| BRIEF |
All of the data below is to be returned unaltered.

| INPUT FOR THIS TASK |
....................
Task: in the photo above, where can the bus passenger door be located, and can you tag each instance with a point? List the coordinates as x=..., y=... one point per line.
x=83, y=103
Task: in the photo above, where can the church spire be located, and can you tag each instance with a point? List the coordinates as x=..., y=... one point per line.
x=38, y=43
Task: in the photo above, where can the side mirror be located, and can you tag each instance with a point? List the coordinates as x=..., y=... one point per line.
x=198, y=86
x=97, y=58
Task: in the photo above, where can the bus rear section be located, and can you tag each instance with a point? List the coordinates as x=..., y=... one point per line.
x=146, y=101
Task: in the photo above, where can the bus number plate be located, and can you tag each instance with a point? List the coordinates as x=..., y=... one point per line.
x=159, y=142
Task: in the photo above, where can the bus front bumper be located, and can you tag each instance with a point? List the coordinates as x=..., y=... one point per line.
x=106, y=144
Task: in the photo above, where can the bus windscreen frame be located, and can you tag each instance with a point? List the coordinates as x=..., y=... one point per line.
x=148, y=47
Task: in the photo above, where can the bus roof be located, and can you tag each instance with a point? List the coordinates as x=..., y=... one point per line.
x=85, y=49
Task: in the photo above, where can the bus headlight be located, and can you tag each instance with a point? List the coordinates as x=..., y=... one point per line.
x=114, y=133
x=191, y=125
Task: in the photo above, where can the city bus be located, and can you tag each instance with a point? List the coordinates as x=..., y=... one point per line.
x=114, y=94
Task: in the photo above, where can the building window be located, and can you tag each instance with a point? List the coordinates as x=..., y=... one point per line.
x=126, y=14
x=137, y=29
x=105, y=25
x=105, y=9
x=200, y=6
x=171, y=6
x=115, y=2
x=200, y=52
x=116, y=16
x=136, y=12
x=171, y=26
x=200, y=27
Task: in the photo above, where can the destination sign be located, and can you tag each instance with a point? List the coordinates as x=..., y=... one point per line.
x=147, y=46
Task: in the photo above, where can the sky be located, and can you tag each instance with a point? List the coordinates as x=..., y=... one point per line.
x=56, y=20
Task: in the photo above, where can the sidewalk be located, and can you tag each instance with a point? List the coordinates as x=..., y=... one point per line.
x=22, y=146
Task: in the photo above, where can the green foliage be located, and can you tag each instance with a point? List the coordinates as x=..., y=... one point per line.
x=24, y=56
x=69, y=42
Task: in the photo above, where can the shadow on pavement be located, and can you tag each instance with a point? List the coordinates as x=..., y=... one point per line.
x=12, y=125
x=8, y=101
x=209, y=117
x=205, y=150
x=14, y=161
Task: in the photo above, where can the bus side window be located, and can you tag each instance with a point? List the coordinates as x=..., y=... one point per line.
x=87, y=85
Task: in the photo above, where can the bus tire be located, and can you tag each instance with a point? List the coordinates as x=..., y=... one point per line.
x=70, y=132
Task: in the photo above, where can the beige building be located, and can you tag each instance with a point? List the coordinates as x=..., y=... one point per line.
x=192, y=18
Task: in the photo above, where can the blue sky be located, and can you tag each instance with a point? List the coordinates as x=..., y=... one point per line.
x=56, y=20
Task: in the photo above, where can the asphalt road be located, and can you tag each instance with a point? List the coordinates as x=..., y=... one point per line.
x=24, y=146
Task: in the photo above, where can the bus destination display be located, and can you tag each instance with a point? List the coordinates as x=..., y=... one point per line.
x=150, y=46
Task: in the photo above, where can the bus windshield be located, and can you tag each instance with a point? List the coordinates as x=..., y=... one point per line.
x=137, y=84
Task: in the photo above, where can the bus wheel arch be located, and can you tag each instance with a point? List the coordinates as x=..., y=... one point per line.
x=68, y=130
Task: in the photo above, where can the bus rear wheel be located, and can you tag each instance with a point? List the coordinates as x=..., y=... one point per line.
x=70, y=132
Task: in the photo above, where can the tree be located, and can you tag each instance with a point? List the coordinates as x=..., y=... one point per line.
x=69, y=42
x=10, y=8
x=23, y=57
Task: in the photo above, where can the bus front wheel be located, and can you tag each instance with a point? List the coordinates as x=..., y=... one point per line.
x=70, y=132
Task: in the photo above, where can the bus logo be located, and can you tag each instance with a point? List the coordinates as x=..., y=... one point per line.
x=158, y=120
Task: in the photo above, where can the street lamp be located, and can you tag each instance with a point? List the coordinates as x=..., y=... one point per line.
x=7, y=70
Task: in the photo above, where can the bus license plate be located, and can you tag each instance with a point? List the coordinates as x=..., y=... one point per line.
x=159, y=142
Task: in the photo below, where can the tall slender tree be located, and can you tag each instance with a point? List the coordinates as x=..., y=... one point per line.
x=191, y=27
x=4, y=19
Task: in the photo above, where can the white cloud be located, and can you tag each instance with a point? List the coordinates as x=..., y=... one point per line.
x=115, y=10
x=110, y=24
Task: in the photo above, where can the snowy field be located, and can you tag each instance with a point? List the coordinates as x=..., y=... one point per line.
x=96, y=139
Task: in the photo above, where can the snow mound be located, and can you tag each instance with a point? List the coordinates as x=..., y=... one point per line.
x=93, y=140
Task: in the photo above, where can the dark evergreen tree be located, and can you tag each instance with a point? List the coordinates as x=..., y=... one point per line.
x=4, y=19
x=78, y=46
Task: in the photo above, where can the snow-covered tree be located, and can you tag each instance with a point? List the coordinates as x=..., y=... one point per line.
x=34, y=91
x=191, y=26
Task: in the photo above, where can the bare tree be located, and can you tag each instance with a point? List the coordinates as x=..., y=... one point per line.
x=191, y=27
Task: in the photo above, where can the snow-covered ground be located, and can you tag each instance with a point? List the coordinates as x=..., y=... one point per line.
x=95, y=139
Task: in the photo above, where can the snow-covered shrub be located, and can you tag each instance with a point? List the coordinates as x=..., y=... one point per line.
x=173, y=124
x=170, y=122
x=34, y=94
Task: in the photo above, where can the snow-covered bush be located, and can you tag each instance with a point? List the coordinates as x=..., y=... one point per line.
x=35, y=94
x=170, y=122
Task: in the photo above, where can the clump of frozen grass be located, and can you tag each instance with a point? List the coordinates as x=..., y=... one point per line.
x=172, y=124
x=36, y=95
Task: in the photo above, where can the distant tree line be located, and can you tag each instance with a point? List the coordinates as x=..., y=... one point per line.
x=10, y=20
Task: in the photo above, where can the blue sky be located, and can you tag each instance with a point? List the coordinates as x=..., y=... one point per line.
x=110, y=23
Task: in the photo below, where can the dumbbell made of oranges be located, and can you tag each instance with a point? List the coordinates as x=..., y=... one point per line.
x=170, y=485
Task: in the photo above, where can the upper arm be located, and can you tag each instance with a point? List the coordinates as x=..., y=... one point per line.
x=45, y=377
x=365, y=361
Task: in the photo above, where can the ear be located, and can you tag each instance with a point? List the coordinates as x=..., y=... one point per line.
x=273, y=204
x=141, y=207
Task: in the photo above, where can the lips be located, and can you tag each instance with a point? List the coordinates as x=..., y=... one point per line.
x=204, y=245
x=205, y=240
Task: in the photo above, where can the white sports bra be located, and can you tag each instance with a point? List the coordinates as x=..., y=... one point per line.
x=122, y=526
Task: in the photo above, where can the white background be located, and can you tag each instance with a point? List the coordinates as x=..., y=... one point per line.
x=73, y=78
....................
| RESULT OF THE TASK |
Task: in the photo above, where can the bus passenger door be located, and can you tag each instance with a point? List the coordinates as x=..., y=... one point per line.
x=83, y=103
Task: in the photo above, where can the church spire be located, and can you tag each instance with a point? List the coordinates as x=..., y=... one point per line.
x=38, y=43
Task: in the photo above, where can the side mirror be located, and can you tag each instance with a point? List the coordinates as x=..., y=... one point per line.
x=198, y=86
x=97, y=58
Task: in the photo above, where can the bus rear section be located, and can you tag each instance with a point? List the coordinates as x=..., y=... one point per line.
x=146, y=101
Task: in the photo above, where can the bus number plate be located, and can you tag each instance with a point? List the coordinates as x=..., y=... one point per line.
x=159, y=142
Task: in the photo above, where can the bus front bumper be located, and can you tag each instance with a point? List the coordinates as x=..., y=... one point per line.
x=106, y=144
Task: in the photo above, where can the bus windscreen frame be located, and can you tag each instance with a point? List the coordinates as x=..., y=... one point per line.
x=148, y=47
Task: in the photo above, where can the bus roof be located, and can you tag each instance with a point? List the coordinates as x=..., y=... one point per line.
x=85, y=49
Task: in the photo above, where can the bus headlight be located, and can you tag each instance with a point? List the coordinates as x=..., y=... one point per line.
x=114, y=133
x=191, y=125
Task: in the photo above, where can the city bus be located, and can you tag each instance with a point? List the coordinates as x=..., y=... one point per line.
x=114, y=94
Task: in the photo above, where can the building window be located, and can you tag each instance with a point? List the coordinates as x=..., y=... one point per line.
x=126, y=14
x=137, y=29
x=105, y=25
x=105, y=9
x=200, y=6
x=171, y=6
x=115, y=2
x=200, y=52
x=116, y=16
x=136, y=12
x=171, y=26
x=200, y=27
Task: in the photo above, where can the destination sign be located, and can you tag each instance with a point? List the coordinates as x=..., y=... one point per line.
x=147, y=46
Task: in the photo above, where can the sky be located, and can you tag each instance with a point? List the coordinates as x=..., y=... one point per line.
x=56, y=20
Task: in the photo above, where can the sidewalk be located, and can you tag each instance with a point? List the coordinates as x=..., y=... one point per line.
x=22, y=146
Task: in the photo above, where can the green foliage be located, and can you tag each instance with a point? List the coordinates as x=..., y=... one point per line.
x=24, y=56
x=69, y=42
Task: in the photo above, where can the shadow on pavement be located, and can you tag each instance with a point? List the coordinates as x=..., y=... one point per line.
x=12, y=125
x=8, y=101
x=209, y=117
x=205, y=150
x=14, y=161
Task: in the photo above, where can the bus side window be located, and can you tag each instance with a point? List the coordinates as x=..., y=... one point per line.
x=87, y=85
Task: in the photo above, where can the bus tire be located, and can you tag each instance with a point? List the coordinates as x=..., y=... one point per line.
x=70, y=132
Task: in the photo above, where can the beige building be located, and can you tag each instance with a point? List the coordinates as x=..., y=... one point per line.
x=192, y=18
Task: in the photo above, where can the blue sky be located, and can you tag each instance with a point? List the coordinates as x=..., y=... one point per line.
x=56, y=20
Task: in the photo above, where can the asphalt road be located, and can you tag each instance with a point? List the coordinates as x=..., y=... one point per line.
x=24, y=146
Task: in the photo above, where can the bus destination display be located, and can you tag each instance with a point? List the coordinates as x=..., y=... one point per line.
x=150, y=46
Task: in the photo above, where can the bus windshield be located, and can you tag each instance with a point? List the coordinates as x=..., y=... one point per line.
x=137, y=84
Task: in the photo above, where can the bus wheel arch be located, and can you tag each instance with a point? List the coordinates as x=..., y=... one point per line.
x=68, y=130
Task: in the photo above, where can the bus rear wheel be located, and can you tag each instance with a point? List the coordinates as x=..., y=... one point per line.
x=70, y=132
Task: in the photo above, where can the tree be located, and can you tag each instance with a point? List the coordinates as x=..., y=... one point per line.
x=69, y=42
x=10, y=8
x=23, y=57
Task: in the photo above, where can the bus front wheel be located, and can you tag each instance with a point? List the coordinates as x=..., y=... one point per line.
x=70, y=132
Task: in the photo above, where can the bus logo be located, and can you tag each instance with a point? List the coordinates as x=..., y=... one point per line.
x=158, y=120
Task: in the photo above, where can the street lamp be located, and can you tag each instance with a point? List the coordinates as x=..., y=... one point per line.
x=7, y=70
Task: in the photo above, where can the bus license plate be located, and can you tag each instance with a point? List the coordinates as x=..., y=... one point per line.
x=159, y=142
Task: in the photo below, where can the tall slender tree be located, and can you tag each instance with a point? List the coordinates as x=..., y=... one point per line.
x=191, y=27
x=4, y=19
Task: in the photo above, where can the white cloud be located, and can you tag each instance with a point? List the coordinates as x=..., y=... one point per line.
x=115, y=10
x=110, y=24
Task: in the photo above, where can the snowy field be located, and can you tag each instance with a point? List the coordinates as x=..., y=... one point per line.
x=96, y=139
Task: in the photo above, where can the snow mound be located, and can you tag each instance with a point? List the coordinates as x=..., y=... one point per line.
x=93, y=140
Task: in the photo above, where can the dark evergreen tree be located, and can you tag each instance with a point? List the coordinates as x=..., y=... one point per line.
x=4, y=19
x=78, y=46
Task: in the photo above, where can the snow-covered tree be located, and can you tag each instance with a point? List the coordinates as x=..., y=... one point per line.
x=34, y=91
x=191, y=26
Task: in the photo above, where can the bare tree be located, and can you tag each instance with a point? List the coordinates as x=..., y=... one point per line.
x=191, y=27
Task: in the photo above, where can the snow-covered ground be located, and can you tag each instance with a point? List the coordinates as x=..., y=... one point per line.
x=95, y=139
Task: in the photo above, where can the snow-covered shrub be located, and can you tag each instance with a point? List the coordinates as x=..., y=... one point per line.
x=173, y=124
x=170, y=122
x=34, y=94
Task: in the photo above, where can the snow-covered bush be located, and can you tag each instance with a point? List the coordinates as x=..., y=... one point per line.
x=35, y=94
x=170, y=122
Task: in the photo above, where can the clump of frozen grass be located, and can you tag each instance with a point? List the coordinates as x=..., y=... one point per line.
x=172, y=124
x=36, y=95
Task: in the photo above, where can the distant tree line be located, and can you tag each instance with a point? List the coordinates as x=..., y=... one point per line.
x=10, y=20
Task: in the photo above, where can the blue sky be located, and can you tag each instance with a point? List the coordinates as x=..., y=... one point per line.
x=110, y=23
Task: in the photo below, where can the dumbbell made of oranges be located, and can you tag each instance with a point? List the coordinates as x=..., y=... one point per line.
x=170, y=485
Task: in the photo above, where can the upper arm be located, and can you tag each instance with a point? List the coordinates as x=..., y=... one point per line.
x=45, y=377
x=365, y=361
Task: in the photo above, where can the ear be located, and can you tag each instance with a point? List the coordinates as x=..., y=... one point per line.
x=273, y=204
x=141, y=207
Task: in the photo above, where can the lips be located, and can you tag each instance with a point? List the coordinates as x=..., y=... one point per line.
x=204, y=245
x=205, y=240
Task: in the photo above, where can the white sports bra be located, and can you tag each instance with a point? List the coordinates as x=..., y=... one point per line.
x=122, y=526
Task: in the photo above, where can the white background be located, and can you tag each instance with a point? List the coordinates as x=..., y=... one point per line.
x=73, y=78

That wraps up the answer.